The full set of entries below should be transcribed exactly.

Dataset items
┄┄┄┄┄┄

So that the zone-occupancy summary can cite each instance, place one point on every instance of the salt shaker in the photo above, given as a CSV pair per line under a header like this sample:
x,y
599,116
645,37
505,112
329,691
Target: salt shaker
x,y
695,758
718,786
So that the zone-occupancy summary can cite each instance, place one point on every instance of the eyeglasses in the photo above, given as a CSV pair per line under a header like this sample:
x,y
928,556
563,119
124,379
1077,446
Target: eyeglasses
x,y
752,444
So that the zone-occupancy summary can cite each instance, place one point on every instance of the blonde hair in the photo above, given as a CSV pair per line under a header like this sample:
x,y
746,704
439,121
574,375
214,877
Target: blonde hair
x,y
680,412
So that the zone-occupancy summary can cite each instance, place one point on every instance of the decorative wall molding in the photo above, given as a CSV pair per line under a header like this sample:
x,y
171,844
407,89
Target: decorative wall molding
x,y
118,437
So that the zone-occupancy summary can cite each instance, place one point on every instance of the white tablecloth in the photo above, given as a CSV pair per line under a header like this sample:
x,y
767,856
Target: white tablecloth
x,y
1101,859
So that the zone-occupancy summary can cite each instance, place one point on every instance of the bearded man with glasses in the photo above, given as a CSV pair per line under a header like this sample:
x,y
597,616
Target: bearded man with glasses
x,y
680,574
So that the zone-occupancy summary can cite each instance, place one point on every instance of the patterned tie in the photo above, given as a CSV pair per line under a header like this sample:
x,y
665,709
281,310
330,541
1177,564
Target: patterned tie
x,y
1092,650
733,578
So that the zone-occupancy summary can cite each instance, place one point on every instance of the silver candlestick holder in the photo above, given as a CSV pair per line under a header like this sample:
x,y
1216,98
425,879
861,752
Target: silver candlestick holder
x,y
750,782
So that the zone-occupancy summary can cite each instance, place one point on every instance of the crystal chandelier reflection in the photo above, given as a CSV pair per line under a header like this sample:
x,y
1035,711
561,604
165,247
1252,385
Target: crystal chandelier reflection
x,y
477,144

┄┄┄┄┄┄

RESPONSE TO THE EXERCISE —
So that the zone-occupancy summary can cite each instance, place one point on every instance of the salt shaker in the photo above, given as a CSV pair per line under a header like this sample:
x,y
599,116
645,37
505,112
329,691
Target: salt shaker
x,y
695,758
718,786
So that the zone-occupancy summary can cite each instance, place one point on every instance of the eyeglasses in the photo above, given as a CSV pair per line under a header like this sample:
x,y
928,556
563,119
124,379
1077,446
Target: eyeglasses
x,y
752,444
So that the zone-occupancy summary can cite each instance, place one point on every instance of the blonde hair in the photo above, given as a CSV pair per line under a header like this sample:
x,y
746,704
439,121
574,375
214,877
Target: blonde hair
x,y
680,412
So that the zone-occupancy summary can cite each instance, place one point on every instance of the decorative wall molding in the photo above, given as a CSV pair per line under a header like this sample:
x,y
171,844
407,89
Target: decorative wall molding
x,y
118,437
So that the zone-occupancy summary can cite each instance, place one point on every instance of the white tablecloth in the photo above, given as a CSV pair per line under a header like this sample:
x,y
767,856
Target: white tablecloth
x,y
1101,859
So that the zone-occupancy summary can cite each instance, place one point on every instance of the bearded man with glasses in the photo above, given as a CSV pair per line under a header like this sample:
x,y
597,616
Target: bearded man with glasses
x,y
680,574
So that the zone-occupancy summary can cite each instance, place one point on every instance of the patterned tie in the photo above, given as a CSV pair per line under a header like this sample:
x,y
665,709
281,310
330,541
1177,564
Target: patterned tie
x,y
1092,650
733,578
So that the zone-occupancy summary can cite each instance, place one point on every instance of the silver candlestick holder in the photo above, given as a CSV pair per line under a header like this sample:
x,y
1216,98
425,879
861,752
Target: silver candlestick holder
x,y
750,782
So that the zone-occupancy summary can cite each instance, place one point on every instance of the crystal chandelier reflection in the photo above, given as a CSV pair per line under a header like this sample:
x,y
1035,711
561,604
165,247
1252,385
Target: crystal chandelier reflection
x,y
477,144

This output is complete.